**WHAT TO WORK ON:** Copy out exactly the lines that begin with the one containing "Detect lake. Return" and continue until the last line of the material.

**ENTRIES SHOWN:**
Start of Block
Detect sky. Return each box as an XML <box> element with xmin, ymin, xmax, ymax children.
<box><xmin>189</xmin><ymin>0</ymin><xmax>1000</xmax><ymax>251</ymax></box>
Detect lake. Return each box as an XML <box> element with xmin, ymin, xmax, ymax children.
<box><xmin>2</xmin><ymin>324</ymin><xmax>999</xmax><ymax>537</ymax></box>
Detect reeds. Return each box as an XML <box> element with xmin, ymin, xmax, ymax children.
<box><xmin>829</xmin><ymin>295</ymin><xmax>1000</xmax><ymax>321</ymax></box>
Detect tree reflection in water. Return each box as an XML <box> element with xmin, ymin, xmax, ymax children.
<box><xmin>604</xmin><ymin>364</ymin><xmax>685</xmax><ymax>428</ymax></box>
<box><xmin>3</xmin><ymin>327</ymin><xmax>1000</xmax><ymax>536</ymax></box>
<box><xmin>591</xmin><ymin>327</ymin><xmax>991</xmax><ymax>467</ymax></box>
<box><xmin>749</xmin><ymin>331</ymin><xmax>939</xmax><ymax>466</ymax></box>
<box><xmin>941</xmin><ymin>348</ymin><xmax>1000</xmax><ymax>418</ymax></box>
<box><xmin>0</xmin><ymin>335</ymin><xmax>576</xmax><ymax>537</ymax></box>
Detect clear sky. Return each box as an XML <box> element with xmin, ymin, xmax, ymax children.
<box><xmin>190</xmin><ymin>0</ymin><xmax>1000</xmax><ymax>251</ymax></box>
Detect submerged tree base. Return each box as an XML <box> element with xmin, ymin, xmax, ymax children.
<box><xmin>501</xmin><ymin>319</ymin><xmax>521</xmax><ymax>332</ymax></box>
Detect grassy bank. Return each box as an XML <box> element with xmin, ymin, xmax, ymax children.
End of Block
**ANSWER TO THIS EXERCISE:**
Detect lake. Return each box as an XML <box> element with xmin, ymin, xmax, ymax children.
<box><xmin>2</xmin><ymin>324</ymin><xmax>999</xmax><ymax>537</ymax></box>
Detect reeds. Return each box as an XML <box> element with xmin, ymin, xmax, ymax children.
<box><xmin>829</xmin><ymin>295</ymin><xmax>1000</xmax><ymax>321</ymax></box>
Detect tree reflection in water. Return each box as an XML <box> element with xmin, ymin, xmax, ymax children.
<box><xmin>604</xmin><ymin>364</ymin><xmax>685</xmax><ymax>428</ymax></box>
<box><xmin>3</xmin><ymin>327</ymin><xmax>1000</xmax><ymax>536</ymax></box>
<box><xmin>591</xmin><ymin>327</ymin><xmax>991</xmax><ymax>467</ymax></box>
<box><xmin>749</xmin><ymin>331</ymin><xmax>939</xmax><ymax>466</ymax></box>
<box><xmin>941</xmin><ymin>348</ymin><xmax>1000</xmax><ymax>418</ymax></box>
<box><xmin>0</xmin><ymin>335</ymin><xmax>576</xmax><ymax>537</ymax></box>
Detect clear sky. Return each box as an XML <box> element with xmin, ymin, xmax, ymax children.
<box><xmin>190</xmin><ymin>0</ymin><xmax>1000</xmax><ymax>251</ymax></box>
Detect submerged tree base. Return each box as an XML <box> element with xmin, ymin, xmax, ymax children.
<box><xmin>501</xmin><ymin>319</ymin><xmax>521</xmax><ymax>332</ymax></box>
Detect grassy bank. Return each box as an XML <box> element with xmin, ymin, xmax, ymax children.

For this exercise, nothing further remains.